_AUFGABENSTELLUNG_
Beantworten Sie anhand des Textes über die Bilder im Buch Mormon die folgenden Fragen.
1. Von wem stammten die Gemälde, die in den Ausgaben der 1960er und 70er Jahre zu finden waren?
2. Welchen Zeitraum versteht der Text am plausibelsten unter der Buch-Mormon-Zeit?
3. Welche Gruppe besiedelte laut Buch Mormon fast den gesamten amerikanischen Kontinent?

_ZITIERTER TEXTABSCHNITT_
==*==
Bekommt man heute ein blau eingebundenes Buch Mormon in die Hand, so
ist es ein reines Textbuch. Das war nicht immer so. In den 1960er und
70er Jahren fand man zur Abwechslung einige auf den Inhalt bezogene
Gemälde von Arnold Friberg, und diese Bilder stellten jedes
Bodybuilder-Magazin in den Schatten. In der Einführung des Buches
waren zudem noch Bilder von Jesus, Joseph Smith, dem Hügel Cumorah
sowie die folgenden Fotos, die ich in aller Kürze kommentieren
möchte. Dies soll keine wissenschaftliche Abhandlung werden, es soll
nur eine Anregung zum Nachdenken und weiteren Nachforschungen in Lexika
und Geschichtsbüchern sein, denn immerhin wurden über einen
Zeitraum von einem viertel Jahrhundert Millionen Exemplare mit diesen
Bildern und Erklärungen unter die Menschheit gebracht, das allein
soll ausreichend Anlaß für diese Betrachtungen sein.
Ein allgemeiner Kritikpunkt vorweg. Wie wir aus dem Text unschwer erkennen
können ist es uns aufgrund ungenauer Quellenangaben unmöglich,
weitere Dinge über die hier vorgestellten Objekte in Erfahrung zu
bringen. Das bedeutet, wir können die gemachten Aussagen nicht
nachprüfen und müssen deshalb zumindest ihre Richtigkeit
voraussetzen. Das ist eine sehr schwerwiegende Einschränkung, denn
wie wir sehen werden, kann man sich nicht ohne Weiteres auf die Texte
verlassen.
Wenn im folgenden von der Buch-Mormon-Zeit gesprochen wird, so ist es am
plausibelsten, darunter die Zeit von 600 v.u.Z. bis 400 (u.Z.) zu verstehen.
Gegebenenfalls kann man die jareditische Auswanderungsgruppe mit einbeziehen,
so daß bereits 2200 v.u.Z. begonnen werden kann, jedoch fand diese
Gruppe keine so große Verbreitung. Die Gruppe um Lehi besiedelte
hingegen fast den gesamten amerikanischen Kontinent, wie uns das Buch
Mormon wissen läßt.
==*==
_DATENAUSZUG_
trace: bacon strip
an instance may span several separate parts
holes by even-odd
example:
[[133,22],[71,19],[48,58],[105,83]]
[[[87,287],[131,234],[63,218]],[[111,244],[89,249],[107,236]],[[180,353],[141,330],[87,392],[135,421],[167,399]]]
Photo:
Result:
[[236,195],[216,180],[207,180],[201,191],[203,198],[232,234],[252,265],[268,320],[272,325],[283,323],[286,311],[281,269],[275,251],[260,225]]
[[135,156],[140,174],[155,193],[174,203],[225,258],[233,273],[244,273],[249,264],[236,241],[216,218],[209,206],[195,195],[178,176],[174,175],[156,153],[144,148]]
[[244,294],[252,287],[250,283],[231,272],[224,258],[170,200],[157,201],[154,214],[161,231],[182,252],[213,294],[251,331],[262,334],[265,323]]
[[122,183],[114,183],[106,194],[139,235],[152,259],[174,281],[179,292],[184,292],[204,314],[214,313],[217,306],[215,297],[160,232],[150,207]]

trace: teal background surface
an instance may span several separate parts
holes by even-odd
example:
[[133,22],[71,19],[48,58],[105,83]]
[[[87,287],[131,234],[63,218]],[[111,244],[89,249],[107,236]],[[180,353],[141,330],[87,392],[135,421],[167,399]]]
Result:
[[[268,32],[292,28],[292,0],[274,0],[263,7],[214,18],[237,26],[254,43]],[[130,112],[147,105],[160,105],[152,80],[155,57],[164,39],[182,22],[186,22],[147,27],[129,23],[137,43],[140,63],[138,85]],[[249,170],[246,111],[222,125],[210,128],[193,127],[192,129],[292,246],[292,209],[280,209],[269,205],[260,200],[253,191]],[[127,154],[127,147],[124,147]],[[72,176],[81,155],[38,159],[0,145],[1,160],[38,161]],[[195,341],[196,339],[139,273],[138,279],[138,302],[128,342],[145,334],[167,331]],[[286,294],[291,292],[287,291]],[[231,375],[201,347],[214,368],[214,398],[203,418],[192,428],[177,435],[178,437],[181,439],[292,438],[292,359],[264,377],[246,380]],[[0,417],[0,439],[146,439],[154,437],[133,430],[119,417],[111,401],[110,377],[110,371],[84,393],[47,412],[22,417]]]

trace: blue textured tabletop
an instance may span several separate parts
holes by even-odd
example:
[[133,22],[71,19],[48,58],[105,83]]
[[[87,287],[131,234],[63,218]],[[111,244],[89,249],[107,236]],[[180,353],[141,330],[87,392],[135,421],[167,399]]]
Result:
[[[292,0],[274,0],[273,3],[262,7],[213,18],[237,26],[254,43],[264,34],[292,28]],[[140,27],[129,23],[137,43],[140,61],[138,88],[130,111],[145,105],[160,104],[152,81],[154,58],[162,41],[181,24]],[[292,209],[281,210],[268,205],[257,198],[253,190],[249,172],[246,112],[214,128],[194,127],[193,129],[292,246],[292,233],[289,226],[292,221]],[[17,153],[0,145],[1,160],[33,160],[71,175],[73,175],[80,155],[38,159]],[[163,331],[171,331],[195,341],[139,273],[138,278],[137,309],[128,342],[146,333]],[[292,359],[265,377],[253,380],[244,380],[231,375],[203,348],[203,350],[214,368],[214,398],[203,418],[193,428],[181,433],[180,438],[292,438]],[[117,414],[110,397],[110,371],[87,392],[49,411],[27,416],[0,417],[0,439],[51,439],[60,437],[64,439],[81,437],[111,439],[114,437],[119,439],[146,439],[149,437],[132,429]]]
==*==
_KORREKTE LÖSUNG_
1. Von Arnold Friberg.
2. Die Zeit von 600 v.u.Z. bis 400 u.Z.
3. Die Gruppe um Lehi.